## EXERCISE DATA
*** Block opens ***
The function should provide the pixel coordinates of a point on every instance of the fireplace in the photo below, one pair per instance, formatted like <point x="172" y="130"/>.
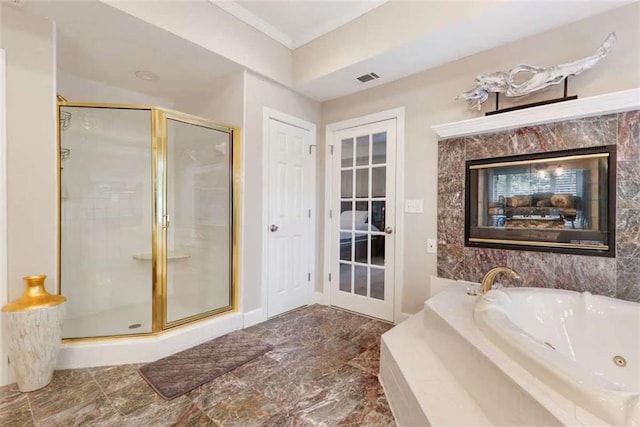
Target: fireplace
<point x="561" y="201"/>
*** Block closes ***
*** Block opens ***
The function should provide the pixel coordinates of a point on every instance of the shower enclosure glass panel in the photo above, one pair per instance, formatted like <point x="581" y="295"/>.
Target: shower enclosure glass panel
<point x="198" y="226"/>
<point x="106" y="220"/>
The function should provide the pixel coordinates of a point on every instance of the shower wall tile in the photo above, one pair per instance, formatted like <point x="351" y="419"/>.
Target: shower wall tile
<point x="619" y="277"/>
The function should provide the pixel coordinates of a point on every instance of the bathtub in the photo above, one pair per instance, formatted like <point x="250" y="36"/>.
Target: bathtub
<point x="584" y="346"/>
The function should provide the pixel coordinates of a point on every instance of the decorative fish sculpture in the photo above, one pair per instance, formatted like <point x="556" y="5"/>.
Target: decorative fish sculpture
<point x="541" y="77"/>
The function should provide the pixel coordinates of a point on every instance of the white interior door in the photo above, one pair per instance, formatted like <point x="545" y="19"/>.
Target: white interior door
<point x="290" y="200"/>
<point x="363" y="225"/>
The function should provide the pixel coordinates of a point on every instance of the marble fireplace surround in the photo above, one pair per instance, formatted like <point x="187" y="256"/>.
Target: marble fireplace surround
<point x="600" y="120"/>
*** Block closes ***
*** Block opens ***
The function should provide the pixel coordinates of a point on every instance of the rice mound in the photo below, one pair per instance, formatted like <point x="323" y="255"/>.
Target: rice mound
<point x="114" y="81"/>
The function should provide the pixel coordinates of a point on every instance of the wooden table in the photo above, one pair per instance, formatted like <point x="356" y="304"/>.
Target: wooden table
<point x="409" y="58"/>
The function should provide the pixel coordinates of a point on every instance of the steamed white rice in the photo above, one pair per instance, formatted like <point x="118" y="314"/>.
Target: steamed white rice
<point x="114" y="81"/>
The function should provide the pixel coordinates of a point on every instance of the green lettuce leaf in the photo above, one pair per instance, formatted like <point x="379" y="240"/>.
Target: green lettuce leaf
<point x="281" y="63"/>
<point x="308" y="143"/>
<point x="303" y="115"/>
*** Block closes ***
## PROBLEM
In the listing, find every line with the word "below" and state how many there are, nothing more.

## PROBLEM SOLUTION
2